* [PASSAGE TO READ]
****************************************
The Iraqi National Congress helped Gen. Hussein Kamal, who had been in charge of Iraq's weapons program, and his brother, Col. Saddam Kamal, defect to Jordan in August 1995. They brought with them crates of detailed information. The data provided by the Kamal brothers became key points in Bush's October 2002 speech in Cincinnati, the beginning of his major push for war against Iraq. These brothers' defections, Bush stated with firm conviction, forced Saddam's regime "to admit that it had produce more than 30,000 liters of anthrax and other deadly biological agents .... This is a massive stockpile of biological weapons that has never been accounted for, and is capable of killing millions."
A few weeks before Bush's speech, Vice President Cheney had declared that the Kamal brother's story "should serve as a reminder to all that we often learned more as the result of defections than we learned from the inspection regime itself."
By the time Bush and Cheney gave their speeches, the Kamal brothers unfortunately were dead, victims of Saddam's treachery. They had been lured back to Iraq in 1996 with promises of forgiveness, but were killed instead. Had they still been alive, perhaps the brothers could have reminded Bush and Cheney of a very important part of their story.
In an Aug. 22, 1995, interview with Rolf Ekeus, then the executive chairman of the U.N. inspection teams, Hussein Kamal said that the stockpile of chemical and biological warheads, all manufactured before the 1991 Gulf War, had been destroyed, many as the result of ongoing inspections.
Thus, the information on biological weapons Bush referred to was based on selectively picked information, ignoring any reference to the fact the weapons had been made at least 12 years before and had been destroyed. Also dismissed was the fact that many of those weapons were destroyed because of the ongoing inspections, but that didn't fit the Bush and Cheney belief that the inspections were useless.
Try as they might, the neoconservatives could not get the intelligence agencies to take the Iraq defectors seriously. Perhaps that was because Abram Shulsky, head of the Office of Special Plans, forgot the lesson written in a 1991 textbook on intelligence that he co-authored. In "Elective Intelligence," Hersh quotes the textbook on the importance of defectors: "It is difficult to be certain that they are genuine .... The conflicting information provided by several major Soviet defectors to the United States ... has never been completely sorted out; it bedeviled U.S. intelligence for a quarter of a century."
The intelligence community was wary of defectors? Sounds like it was doing its job properly, especially since defectors often pass along the information one wants to hear, not the information one needs to hear. Chalabi knew what the neoconservatives wanted to hear.
In December 2001, Chalabi produced Adnan Ihsan Saeed al-Haideri, who fled Iraq with the help of the INC. A civil engineer, al-Haideri told The New York Times that he had seen 20 hidden facilities most likely used for biological, chemical and nuclear weapons production. One of the sites, he said, was beneath a Baghdad hospital.
Defector Sabah Khodada, an Iraqi army captain, told the Times and PBS' "Frontline" in a joint interview aired in November 2001, that Iraq trained people to carry out hijackings in the manner of the Sept. 11 hijackers. That imformation seemed to confirm what another defector, Abu Zeinab al Qurairy, said in 2000. Al Qurairy, a supposed former general in the Iraqi secret police, said he witnessed Arabs being given lessons in hijacking on a Boeing 707 at a camp near the town of Salman Pak, south of Baghdad.
****************************************
* [INFORMATION SHOWN]
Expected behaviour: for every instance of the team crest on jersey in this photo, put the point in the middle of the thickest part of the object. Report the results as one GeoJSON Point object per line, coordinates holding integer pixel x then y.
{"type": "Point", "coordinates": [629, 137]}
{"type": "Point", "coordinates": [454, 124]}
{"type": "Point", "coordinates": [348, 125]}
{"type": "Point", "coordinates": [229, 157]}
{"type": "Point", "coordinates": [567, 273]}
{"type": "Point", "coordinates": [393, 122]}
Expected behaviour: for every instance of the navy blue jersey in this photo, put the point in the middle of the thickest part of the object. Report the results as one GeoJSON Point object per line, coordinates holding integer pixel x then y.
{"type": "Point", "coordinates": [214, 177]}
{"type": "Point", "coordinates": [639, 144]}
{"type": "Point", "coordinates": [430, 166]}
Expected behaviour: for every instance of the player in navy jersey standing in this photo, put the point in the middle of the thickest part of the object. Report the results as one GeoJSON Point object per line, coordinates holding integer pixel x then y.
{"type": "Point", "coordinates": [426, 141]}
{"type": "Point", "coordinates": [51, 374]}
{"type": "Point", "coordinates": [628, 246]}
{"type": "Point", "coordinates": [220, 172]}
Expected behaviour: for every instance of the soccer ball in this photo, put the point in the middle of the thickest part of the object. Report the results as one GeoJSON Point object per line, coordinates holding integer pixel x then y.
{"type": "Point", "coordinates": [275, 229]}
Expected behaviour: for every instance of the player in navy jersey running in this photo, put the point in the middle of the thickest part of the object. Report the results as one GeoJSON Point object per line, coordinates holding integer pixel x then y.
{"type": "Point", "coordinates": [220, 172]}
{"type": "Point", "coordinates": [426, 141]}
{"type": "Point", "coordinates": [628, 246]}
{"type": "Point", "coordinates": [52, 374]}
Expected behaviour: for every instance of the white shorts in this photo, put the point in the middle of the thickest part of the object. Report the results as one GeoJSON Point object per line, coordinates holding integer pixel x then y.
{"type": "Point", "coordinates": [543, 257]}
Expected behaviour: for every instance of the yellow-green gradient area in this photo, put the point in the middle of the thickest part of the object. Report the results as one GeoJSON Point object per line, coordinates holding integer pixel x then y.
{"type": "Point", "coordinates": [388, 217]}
****************************************
* [REQUIRED ACTION 1]
Answer these questions using the passage about Iraqi defectors.
(a) In what month and year did Hussein Kamal and Saddam Kamal defect to Jordan?
(b) Who headed the Office of Special Plans?
(c) According to al-Haideri, where was one of the hidden sites located?
* [REQUIRED ACTION 2]
Print the section of the passage about Iraqi defectors between "In December 2001, Chalabi" and "a Baghdad hospital.", inclusive, without changing anything.

* [TASK SOLUTION 1]
(a) August 1995
(b) Abram Shulsky
(c) Beneath a Baghdad hospital

* [TASK SOLUTION 2]
In December 2001, Chalabi produced Adnan Ihsan Saeed al-Haideri, who fled Iraq with the help of the INC. A civil engineer, al-Haideri told The New York Times that he had seen 20 hidden facilities most likely used for biological, chemical and nuclear weapons production. One of the sites, he said, was beneath a Baghdad hospital.